▸ **Work instruction**: The entries below should be copied exactly and completely.

Referring expression pointing data
────────
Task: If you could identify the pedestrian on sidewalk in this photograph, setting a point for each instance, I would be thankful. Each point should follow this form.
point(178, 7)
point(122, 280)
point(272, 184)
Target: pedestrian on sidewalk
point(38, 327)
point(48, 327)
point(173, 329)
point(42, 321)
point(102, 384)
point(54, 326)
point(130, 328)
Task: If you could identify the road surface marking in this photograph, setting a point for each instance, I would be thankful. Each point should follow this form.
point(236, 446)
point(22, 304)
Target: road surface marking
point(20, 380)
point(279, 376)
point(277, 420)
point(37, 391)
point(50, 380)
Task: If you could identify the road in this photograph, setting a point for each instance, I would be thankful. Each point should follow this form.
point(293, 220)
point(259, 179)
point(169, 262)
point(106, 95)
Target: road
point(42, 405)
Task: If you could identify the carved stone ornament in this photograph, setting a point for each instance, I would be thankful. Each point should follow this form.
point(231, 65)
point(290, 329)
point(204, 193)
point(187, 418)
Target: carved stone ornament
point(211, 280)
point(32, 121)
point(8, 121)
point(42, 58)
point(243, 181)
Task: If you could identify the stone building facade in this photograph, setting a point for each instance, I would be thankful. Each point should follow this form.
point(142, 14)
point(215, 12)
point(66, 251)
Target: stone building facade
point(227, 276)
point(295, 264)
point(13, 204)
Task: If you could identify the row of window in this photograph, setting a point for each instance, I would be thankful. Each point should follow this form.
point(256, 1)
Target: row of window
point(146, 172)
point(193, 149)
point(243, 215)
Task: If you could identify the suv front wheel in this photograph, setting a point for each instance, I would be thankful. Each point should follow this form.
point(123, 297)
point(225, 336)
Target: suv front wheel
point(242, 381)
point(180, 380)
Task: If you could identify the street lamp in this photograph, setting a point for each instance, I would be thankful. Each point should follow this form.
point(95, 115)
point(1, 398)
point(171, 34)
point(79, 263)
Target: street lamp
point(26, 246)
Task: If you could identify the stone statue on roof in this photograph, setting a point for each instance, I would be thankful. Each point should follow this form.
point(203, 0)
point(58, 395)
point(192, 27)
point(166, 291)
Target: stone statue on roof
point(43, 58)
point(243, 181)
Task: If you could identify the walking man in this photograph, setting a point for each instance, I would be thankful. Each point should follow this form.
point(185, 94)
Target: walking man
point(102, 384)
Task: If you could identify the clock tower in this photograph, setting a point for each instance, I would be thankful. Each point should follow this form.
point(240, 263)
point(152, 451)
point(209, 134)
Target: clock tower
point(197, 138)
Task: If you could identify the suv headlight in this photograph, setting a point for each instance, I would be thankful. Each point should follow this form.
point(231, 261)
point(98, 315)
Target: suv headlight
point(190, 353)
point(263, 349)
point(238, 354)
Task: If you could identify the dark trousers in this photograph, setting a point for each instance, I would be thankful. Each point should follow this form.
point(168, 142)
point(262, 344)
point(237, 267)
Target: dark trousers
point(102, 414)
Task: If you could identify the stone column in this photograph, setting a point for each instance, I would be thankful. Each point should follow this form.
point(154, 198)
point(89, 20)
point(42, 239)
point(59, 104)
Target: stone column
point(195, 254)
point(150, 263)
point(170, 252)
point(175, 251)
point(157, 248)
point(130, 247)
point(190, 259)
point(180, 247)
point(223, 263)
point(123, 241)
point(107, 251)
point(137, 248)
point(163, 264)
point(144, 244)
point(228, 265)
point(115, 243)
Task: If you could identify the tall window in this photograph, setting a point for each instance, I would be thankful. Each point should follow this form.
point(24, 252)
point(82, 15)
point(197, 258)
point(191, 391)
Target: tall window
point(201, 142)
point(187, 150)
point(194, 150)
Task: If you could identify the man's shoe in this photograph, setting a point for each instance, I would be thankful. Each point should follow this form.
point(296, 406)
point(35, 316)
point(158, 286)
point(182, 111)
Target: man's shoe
────────
▸ **Completed task**:
Task: If you could identify the pedestrian on sidewalk in this photograph, setting a point for each instance, I would be thankful. Each point should follow this form.
point(178, 7)
point(122, 280)
point(272, 184)
Target: pedestrian on sidewalk
point(38, 327)
point(48, 327)
point(173, 329)
point(42, 321)
point(102, 384)
point(54, 326)
point(130, 328)
Task: If you could identify the road surface marking in this photograph, setting a point for each instance, I would be thankful. Each point should follow this form.
point(236, 446)
point(22, 304)
Target: road surface marking
point(20, 380)
point(279, 376)
point(277, 420)
point(37, 391)
point(50, 380)
Task: If you could identify the road in this photograph, setting a point for each instance, I would be thankful. Each point should follow this form.
point(293, 220)
point(259, 179)
point(169, 262)
point(106, 95)
Target: road
point(42, 405)
Task: If you could identify the carved stone ornament in this photograph, setting a point for each instance, I would be thankful. Each point should follow this form.
point(231, 65)
point(290, 329)
point(204, 193)
point(187, 418)
Target: carved stone ornament
point(211, 280)
point(32, 121)
point(8, 121)
point(42, 58)
point(243, 181)
Task: If you could identify the stone building facade in this photograph, setting a point for each instance, I would be thankful. Each point should follow this form.
point(142, 14)
point(215, 12)
point(66, 251)
Target: stone building facade
point(227, 276)
point(295, 264)
point(13, 204)
Task: If you could identify the row of window in this photograph, setting a point for each instance, I would be thankful. Each point should follow this form.
point(256, 1)
Target: row of window
point(146, 172)
point(193, 149)
point(243, 215)
Task: If you could identify the suv front wheel in this photograph, setting a point for each instance, I would be thankful. Each point should follow this form.
point(123, 297)
point(225, 336)
Target: suv front wheel
point(242, 381)
point(180, 380)
Task: If you could identify the street lamp in this photograph, setting a point for each instance, I would be thankful. Each point should follow this form.
point(95, 115)
point(1, 398)
point(171, 34)
point(79, 263)
Target: street lamp
point(26, 246)
Task: If you could identify the stone statue on roof in this photograph, setting a point for each instance, I would be thankful. Each point should follow this form.
point(203, 0)
point(58, 395)
point(192, 27)
point(166, 291)
Target: stone statue on roof
point(43, 58)
point(243, 181)
Task: If you could identify the walking man in this photograph, setting a point for each instance, I would be thankful. Each point should follow this form.
point(185, 94)
Target: walking man
point(102, 384)
Task: If you could identify the clock tower in this photograph, setting a point for each instance, I would be thankful. Each point should follow this form.
point(240, 263)
point(152, 451)
point(209, 134)
Target: clock tower
point(197, 138)
Task: If you could identify the suv headlight in this photograph, setting a point for each instance, I would be thankful. Each point should follow this form.
point(231, 261)
point(98, 315)
Target: suv headlight
point(190, 353)
point(263, 349)
point(238, 354)
Task: If you could identify the dark trousers in this photograph, setting a point for each instance, I would be thankful. Each point should follow this form.
point(168, 142)
point(262, 344)
point(237, 267)
Target: dark trousers
point(102, 414)
Task: If you could identify the stone column in this photograph, setting a point for each instance, I would be thankful. Each point should follow this form.
point(154, 198)
point(89, 20)
point(42, 239)
point(59, 104)
Target: stone column
point(195, 254)
point(150, 263)
point(170, 252)
point(175, 251)
point(157, 248)
point(130, 247)
point(190, 259)
point(180, 247)
point(223, 263)
point(123, 241)
point(107, 251)
point(137, 248)
point(163, 264)
point(144, 244)
point(228, 265)
point(115, 243)
Task: If you could identify the tall window in this photograph, setting a point for each instance, I would be thankful. Each point should follow this form.
point(24, 252)
point(82, 15)
point(197, 258)
point(191, 391)
Target: tall window
point(201, 142)
point(187, 150)
point(194, 150)
Task: If you could identify the man's shoe in this photograph, setting a point for each instance, I would be thankful. Each point should follow this form.
point(296, 406)
point(35, 316)
point(158, 286)
point(182, 111)
Target: man's shoe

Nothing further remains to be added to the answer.